◆ The task
Exclude the pictures, then copy all remaining records exactly.
Start of Dataset content
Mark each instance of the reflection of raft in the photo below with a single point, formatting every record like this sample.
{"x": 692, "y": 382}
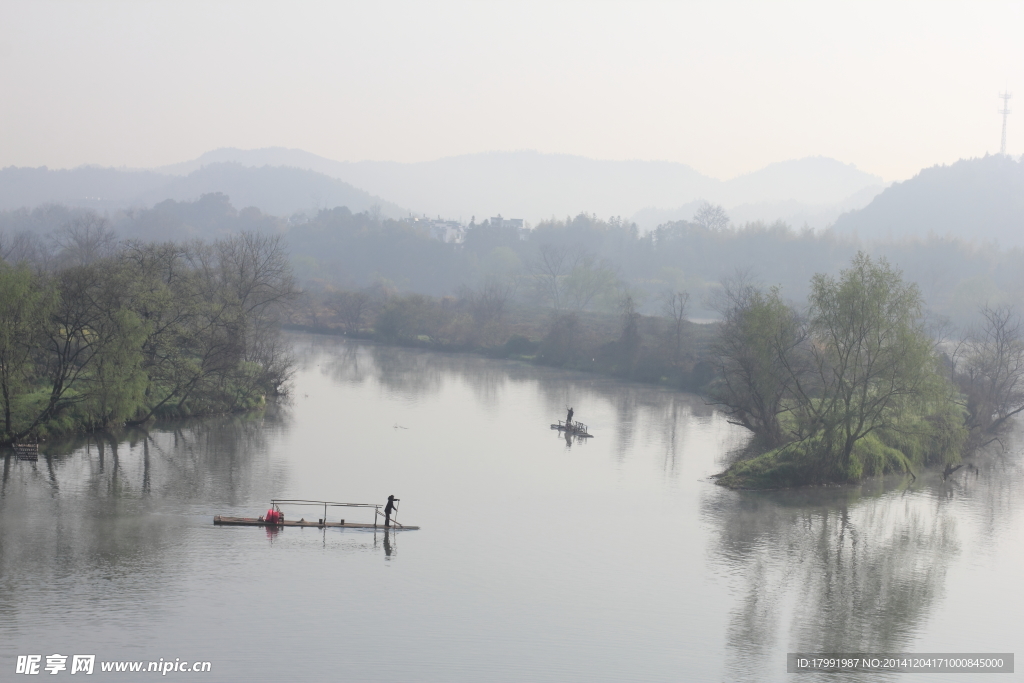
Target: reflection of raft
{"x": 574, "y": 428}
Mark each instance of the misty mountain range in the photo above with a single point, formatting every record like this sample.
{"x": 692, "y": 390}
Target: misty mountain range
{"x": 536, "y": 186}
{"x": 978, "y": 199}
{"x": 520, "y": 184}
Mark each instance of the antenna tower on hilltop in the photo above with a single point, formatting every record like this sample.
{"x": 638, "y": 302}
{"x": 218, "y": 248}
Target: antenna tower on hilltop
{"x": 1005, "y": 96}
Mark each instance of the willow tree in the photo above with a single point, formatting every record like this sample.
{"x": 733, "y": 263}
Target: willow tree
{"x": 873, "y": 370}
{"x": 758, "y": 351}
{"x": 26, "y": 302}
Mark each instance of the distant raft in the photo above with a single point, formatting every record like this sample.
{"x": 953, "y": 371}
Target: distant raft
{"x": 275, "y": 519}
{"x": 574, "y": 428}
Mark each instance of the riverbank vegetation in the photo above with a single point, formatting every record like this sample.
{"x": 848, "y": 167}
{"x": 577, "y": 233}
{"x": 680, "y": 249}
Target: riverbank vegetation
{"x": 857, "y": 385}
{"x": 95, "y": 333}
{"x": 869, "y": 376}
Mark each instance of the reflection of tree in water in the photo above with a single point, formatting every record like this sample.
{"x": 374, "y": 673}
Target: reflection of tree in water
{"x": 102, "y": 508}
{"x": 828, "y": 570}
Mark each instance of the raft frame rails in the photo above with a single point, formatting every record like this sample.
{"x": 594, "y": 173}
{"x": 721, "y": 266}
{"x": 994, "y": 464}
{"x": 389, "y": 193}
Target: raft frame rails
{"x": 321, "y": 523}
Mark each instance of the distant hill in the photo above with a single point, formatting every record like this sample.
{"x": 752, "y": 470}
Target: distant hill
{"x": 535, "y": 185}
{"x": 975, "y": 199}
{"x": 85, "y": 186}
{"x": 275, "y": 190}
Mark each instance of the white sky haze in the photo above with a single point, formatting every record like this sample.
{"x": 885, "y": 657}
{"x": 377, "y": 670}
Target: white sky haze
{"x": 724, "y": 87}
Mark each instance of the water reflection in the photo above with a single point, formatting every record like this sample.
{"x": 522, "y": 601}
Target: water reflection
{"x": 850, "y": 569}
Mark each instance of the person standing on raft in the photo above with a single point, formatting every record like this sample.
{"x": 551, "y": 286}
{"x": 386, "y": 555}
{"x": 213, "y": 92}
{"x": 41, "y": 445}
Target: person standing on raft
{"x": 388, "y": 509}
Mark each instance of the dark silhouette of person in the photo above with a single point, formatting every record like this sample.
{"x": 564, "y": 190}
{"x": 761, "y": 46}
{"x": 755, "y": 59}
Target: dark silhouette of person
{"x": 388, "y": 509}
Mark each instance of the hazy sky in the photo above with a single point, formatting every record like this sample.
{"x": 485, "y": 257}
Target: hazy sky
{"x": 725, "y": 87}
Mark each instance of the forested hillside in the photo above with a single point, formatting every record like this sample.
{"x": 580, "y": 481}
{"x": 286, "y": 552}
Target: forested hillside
End of Dataset content
◆ Result of the task
Mark each instance of the reflection of raft in the photo below with a single point, formatting every record like this sample.
{"x": 692, "y": 382}
Target: reflection of raft
{"x": 574, "y": 428}
Mark each instance of the misty mountain range in the photo above with a single point, formatting every record like this sample.
{"x": 692, "y": 390}
Target: misty mountain range
{"x": 536, "y": 186}
{"x": 978, "y": 199}
{"x": 520, "y": 184}
Mark each instance of the antenna tower on hilltop in the photo above with a single point, formatting every record like this sample.
{"x": 638, "y": 302}
{"x": 218, "y": 248}
Target: antenna tower on hilltop
{"x": 1005, "y": 96}
Mark each instance of the willow tree in the photo above with a single point, formatting every record like this sample.
{"x": 733, "y": 263}
Target: willow tree
{"x": 873, "y": 370}
{"x": 758, "y": 351}
{"x": 26, "y": 302}
Mark each instance of the distant raft in the photo above with a single point, formatting every record like this sample.
{"x": 953, "y": 371}
Target: distant raft
{"x": 275, "y": 519}
{"x": 574, "y": 428}
Mark each instance of the riverbank vegetation in the photo above with a single point, formatting every record like this sample.
{"x": 848, "y": 167}
{"x": 577, "y": 233}
{"x": 680, "y": 249}
Target: riverbank vegetation
{"x": 857, "y": 385}
{"x": 95, "y": 333}
{"x": 869, "y": 376}
Mark each instance of the reflection of tree in water in the photo above with a single point, formatting every record like this sample.
{"x": 374, "y": 673}
Target: reflection of tree in water
{"x": 102, "y": 508}
{"x": 828, "y": 570}
Mark each instance of the raft frame rails in the photo above with a single point, formatting every record like this sample.
{"x": 594, "y": 173}
{"x": 721, "y": 266}
{"x": 994, "y": 464}
{"x": 389, "y": 193}
Target: raft frame rails
{"x": 321, "y": 523}
Mark each instance of the distant hill in the photo above with a single point, formatting every record like this sample.
{"x": 752, "y": 470}
Target: distant hill
{"x": 535, "y": 185}
{"x": 975, "y": 199}
{"x": 85, "y": 186}
{"x": 275, "y": 190}
Mark each instance of the white sky haze in the photo above with a single point, formatting every record like this sample.
{"x": 885, "y": 657}
{"x": 377, "y": 670}
Target: white sky haze
{"x": 724, "y": 87}
Mark each instance of the water reflection in the photo above with a single point, formatting every record like this sample.
{"x": 522, "y": 601}
Target: water reflection
{"x": 850, "y": 569}
Mark each instance of the person standing on raft in the photo above with a single point, formatting every record like this sample.
{"x": 551, "y": 286}
{"x": 386, "y": 555}
{"x": 213, "y": 92}
{"x": 41, "y": 445}
Target: person standing on raft
{"x": 388, "y": 509}
Mark each instance of the dark silhouette of person in the photo above with a single point, formatting every record like this sample.
{"x": 564, "y": 190}
{"x": 761, "y": 46}
{"x": 755, "y": 59}
Target: dark silhouette of person
{"x": 388, "y": 509}
Mark each instance of the hazy sky in the photo above with a single point, formatting every record like this sample.
{"x": 485, "y": 257}
Target: hazy sky
{"x": 725, "y": 87}
Mark each instance of the forested hillside in the photo above with a single point, formatting every record like this sample.
{"x": 580, "y": 481}
{"x": 286, "y": 552}
Target: forested hillside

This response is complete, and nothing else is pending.